RECORDS FOR PROCESSING
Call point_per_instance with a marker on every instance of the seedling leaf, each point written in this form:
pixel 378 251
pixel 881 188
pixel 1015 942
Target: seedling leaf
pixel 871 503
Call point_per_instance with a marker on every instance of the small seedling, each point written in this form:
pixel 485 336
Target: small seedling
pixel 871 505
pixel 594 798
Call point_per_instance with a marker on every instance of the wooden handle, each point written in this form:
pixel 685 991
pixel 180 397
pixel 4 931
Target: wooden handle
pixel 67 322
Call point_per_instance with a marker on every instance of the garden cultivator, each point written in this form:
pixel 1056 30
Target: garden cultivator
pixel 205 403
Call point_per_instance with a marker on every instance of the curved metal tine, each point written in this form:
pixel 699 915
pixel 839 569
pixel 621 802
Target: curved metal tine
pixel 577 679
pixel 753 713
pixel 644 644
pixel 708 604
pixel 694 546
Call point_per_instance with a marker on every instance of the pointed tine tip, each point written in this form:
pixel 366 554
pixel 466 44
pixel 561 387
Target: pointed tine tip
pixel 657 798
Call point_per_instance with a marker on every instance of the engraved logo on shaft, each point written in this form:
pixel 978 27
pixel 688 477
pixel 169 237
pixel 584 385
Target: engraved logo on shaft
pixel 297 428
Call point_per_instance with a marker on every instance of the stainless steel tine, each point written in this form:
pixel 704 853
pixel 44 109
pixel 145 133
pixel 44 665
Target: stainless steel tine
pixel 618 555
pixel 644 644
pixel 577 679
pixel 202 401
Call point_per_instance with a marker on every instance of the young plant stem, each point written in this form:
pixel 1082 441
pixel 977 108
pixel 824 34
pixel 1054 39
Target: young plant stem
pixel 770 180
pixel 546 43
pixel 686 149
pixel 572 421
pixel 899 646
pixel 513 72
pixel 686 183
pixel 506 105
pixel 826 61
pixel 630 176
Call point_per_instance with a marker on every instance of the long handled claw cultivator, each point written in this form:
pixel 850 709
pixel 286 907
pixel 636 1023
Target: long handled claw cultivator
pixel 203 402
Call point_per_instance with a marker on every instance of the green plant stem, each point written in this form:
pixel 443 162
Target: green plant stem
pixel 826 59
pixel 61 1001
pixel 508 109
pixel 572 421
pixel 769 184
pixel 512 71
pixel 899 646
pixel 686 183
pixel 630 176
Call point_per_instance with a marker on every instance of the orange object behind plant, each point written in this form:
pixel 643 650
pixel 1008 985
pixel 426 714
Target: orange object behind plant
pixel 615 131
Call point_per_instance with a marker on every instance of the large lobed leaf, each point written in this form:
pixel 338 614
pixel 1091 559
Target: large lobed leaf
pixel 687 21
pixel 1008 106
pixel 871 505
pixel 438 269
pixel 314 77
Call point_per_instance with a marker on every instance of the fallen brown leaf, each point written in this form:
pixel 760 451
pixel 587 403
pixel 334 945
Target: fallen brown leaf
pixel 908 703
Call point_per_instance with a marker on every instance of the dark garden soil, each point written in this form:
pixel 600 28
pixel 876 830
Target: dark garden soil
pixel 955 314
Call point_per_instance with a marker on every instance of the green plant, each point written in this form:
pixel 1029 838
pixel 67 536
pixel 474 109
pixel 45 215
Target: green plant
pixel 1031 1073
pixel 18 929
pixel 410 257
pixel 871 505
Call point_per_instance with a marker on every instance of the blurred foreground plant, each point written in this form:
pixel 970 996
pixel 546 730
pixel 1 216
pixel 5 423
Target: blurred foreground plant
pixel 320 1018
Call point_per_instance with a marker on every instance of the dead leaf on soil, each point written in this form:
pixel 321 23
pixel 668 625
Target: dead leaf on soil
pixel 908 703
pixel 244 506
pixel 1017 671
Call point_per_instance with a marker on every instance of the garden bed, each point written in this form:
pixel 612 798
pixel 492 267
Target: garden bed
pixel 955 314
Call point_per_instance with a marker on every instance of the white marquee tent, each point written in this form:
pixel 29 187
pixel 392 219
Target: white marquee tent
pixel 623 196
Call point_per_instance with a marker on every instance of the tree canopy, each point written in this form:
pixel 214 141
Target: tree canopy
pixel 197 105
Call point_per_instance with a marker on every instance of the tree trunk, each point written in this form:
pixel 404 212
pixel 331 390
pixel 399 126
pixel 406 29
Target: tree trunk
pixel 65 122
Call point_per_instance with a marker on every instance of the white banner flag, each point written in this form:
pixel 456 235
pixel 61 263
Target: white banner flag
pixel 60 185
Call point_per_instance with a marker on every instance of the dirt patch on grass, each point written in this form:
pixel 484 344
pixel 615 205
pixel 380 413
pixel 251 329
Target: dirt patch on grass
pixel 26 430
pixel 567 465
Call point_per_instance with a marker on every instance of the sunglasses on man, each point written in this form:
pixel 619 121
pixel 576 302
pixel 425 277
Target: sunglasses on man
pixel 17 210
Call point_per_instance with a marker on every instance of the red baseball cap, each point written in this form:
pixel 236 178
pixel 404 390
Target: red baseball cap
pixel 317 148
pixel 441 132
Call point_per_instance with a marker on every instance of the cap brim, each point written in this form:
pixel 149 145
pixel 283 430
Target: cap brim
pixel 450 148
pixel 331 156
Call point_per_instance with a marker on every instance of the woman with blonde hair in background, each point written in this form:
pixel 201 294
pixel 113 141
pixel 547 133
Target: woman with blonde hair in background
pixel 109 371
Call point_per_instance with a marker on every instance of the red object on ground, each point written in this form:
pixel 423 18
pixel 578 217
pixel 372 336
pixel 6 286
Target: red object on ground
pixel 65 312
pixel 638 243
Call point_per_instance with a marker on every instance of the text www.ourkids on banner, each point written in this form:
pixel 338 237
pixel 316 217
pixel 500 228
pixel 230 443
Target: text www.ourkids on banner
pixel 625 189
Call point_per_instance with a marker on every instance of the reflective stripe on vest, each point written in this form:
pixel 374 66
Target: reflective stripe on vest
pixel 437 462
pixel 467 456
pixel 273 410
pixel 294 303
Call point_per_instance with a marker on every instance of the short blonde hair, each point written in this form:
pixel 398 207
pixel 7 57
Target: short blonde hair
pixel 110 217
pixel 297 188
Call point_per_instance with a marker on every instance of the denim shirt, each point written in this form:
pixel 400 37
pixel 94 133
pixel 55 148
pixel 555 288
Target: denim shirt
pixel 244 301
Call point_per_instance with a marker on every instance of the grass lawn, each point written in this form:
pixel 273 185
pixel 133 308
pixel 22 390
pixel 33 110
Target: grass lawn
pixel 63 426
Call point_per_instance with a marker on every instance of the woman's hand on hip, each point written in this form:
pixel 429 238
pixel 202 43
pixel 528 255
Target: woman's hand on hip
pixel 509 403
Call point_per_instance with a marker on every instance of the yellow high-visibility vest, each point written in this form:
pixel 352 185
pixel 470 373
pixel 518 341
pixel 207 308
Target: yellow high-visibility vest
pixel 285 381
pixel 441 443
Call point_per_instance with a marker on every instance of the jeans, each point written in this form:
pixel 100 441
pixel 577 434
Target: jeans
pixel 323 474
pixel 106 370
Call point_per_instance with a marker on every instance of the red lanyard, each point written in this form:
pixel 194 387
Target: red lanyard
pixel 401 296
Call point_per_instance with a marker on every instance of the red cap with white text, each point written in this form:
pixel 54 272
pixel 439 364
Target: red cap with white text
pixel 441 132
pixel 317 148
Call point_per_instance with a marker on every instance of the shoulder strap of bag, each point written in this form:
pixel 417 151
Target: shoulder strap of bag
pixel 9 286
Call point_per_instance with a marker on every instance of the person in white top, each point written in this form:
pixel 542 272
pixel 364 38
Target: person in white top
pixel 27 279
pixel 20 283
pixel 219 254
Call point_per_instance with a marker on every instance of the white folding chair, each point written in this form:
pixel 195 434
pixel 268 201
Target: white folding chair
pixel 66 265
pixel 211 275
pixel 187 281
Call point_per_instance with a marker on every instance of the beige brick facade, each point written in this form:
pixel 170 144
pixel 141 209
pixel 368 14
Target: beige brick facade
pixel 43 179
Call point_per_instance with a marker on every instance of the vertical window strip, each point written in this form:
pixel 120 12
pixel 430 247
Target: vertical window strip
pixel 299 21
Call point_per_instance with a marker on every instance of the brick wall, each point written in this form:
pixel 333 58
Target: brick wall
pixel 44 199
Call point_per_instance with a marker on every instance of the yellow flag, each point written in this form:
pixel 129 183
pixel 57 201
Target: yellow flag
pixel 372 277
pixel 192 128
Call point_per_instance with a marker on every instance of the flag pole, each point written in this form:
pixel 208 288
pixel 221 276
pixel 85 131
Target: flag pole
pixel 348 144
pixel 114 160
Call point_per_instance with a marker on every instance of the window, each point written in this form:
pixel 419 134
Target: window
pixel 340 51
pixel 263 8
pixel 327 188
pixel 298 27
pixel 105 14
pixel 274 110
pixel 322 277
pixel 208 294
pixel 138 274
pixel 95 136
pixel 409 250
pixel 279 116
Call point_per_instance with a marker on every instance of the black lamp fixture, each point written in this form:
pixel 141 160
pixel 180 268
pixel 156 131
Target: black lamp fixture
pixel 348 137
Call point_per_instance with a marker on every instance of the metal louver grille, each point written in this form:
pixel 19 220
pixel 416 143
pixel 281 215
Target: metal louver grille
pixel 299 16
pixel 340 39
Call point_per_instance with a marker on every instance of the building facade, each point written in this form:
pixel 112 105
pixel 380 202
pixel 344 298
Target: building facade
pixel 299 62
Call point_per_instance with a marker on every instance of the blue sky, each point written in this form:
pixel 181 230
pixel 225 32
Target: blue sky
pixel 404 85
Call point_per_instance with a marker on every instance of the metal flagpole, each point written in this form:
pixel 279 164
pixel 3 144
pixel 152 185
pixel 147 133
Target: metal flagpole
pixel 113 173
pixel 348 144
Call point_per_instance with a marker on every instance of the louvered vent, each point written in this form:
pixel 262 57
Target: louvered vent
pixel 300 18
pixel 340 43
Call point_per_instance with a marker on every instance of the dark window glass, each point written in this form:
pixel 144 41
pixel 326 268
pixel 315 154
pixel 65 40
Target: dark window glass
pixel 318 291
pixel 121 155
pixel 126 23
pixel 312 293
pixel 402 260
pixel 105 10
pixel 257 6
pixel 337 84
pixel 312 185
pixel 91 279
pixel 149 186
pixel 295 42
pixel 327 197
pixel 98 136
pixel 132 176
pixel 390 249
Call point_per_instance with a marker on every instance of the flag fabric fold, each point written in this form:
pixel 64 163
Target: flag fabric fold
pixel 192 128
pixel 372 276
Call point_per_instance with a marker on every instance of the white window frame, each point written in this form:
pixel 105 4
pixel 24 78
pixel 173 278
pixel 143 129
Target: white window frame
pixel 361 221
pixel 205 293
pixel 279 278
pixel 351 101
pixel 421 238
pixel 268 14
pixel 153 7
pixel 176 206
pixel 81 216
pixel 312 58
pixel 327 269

BRIEF
Could you put the lines of the listing starting at the one containing "of the brick" and ending at the one containing "pixel 279 116" into a JSON list of strings, one string per line, with any blank lines left out?

EXPECTED ANSWER
[
  "Call point_per_instance with a marker on every instance of the brick wall, each point written in this form:",
  "pixel 333 58",
  "Target: brick wall",
  "pixel 44 199",
  "Call point_per_instance with a marker on every instance of the yellow flag, each point written in this form:",
  "pixel 129 183",
  "pixel 57 201",
  "Target: yellow flag",
  "pixel 372 277",
  "pixel 192 128",
  "Call point_per_instance with a marker on every instance of the flag pole, each point written in this form:",
  "pixel 208 288",
  "pixel 221 276",
  "pixel 85 131",
  "Target: flag pole",
  "pixel 348 144",
  "pixel 114 160",
  "Call point_per_instance with a marker on every instance of the window, each point written in this form:",
  "pixel 419 134",
  "Target: window",
  "pixel 340 51",
  "pixel 263 8",
  "pixel 327 188",
  "pixel 298 27",
  "pixel 105 14",
  "pixel 274 110",
  "pixel 322 277",
  "pixel 208 294",
  "pixel 138 274",
  "pixel 95 136",
  "pixel 409 250",
  "pixel 279 116"
]